╭─ Available data

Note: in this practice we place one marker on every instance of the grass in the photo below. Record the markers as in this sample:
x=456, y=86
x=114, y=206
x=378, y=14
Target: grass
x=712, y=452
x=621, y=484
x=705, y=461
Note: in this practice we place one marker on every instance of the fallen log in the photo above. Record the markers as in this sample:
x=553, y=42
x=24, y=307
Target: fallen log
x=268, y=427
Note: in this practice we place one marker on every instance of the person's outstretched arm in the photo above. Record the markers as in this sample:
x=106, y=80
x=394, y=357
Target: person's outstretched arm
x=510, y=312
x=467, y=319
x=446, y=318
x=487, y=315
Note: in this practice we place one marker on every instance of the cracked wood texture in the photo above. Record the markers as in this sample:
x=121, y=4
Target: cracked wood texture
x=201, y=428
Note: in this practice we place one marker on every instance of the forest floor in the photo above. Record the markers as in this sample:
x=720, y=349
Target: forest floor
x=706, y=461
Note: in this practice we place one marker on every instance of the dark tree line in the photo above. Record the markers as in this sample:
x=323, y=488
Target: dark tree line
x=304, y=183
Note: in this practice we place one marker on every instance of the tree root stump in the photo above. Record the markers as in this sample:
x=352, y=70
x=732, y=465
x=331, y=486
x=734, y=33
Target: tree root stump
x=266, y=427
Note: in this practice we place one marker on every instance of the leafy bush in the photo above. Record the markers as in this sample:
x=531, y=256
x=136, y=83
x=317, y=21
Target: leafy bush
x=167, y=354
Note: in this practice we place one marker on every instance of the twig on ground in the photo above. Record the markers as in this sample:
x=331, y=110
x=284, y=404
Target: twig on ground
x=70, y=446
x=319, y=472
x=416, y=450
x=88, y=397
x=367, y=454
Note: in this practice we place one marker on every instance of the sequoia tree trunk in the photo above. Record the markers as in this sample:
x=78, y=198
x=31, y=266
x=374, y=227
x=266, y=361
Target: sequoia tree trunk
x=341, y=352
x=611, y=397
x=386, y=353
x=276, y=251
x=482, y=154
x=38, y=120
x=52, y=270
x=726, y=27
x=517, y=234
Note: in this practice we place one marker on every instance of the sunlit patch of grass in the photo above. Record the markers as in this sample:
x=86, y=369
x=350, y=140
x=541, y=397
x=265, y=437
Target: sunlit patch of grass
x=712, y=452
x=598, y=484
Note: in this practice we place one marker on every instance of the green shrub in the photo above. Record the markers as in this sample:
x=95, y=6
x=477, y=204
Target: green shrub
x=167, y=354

╰─

# Exercise brief
Copy the lines from the one containing "of the green" through the last line, inclusive. Multiply only the answer coordinates by 1.75 and round them to whole numbers, with halves rounding up. Leave every other number unchanged.

# Response
Note: in this practice we place one marker on every instance of the green shrub in the photo above. Record the markers as in this sample:
x=95, y=6
x=477, y=204
Target: green shrub
x=292, y=620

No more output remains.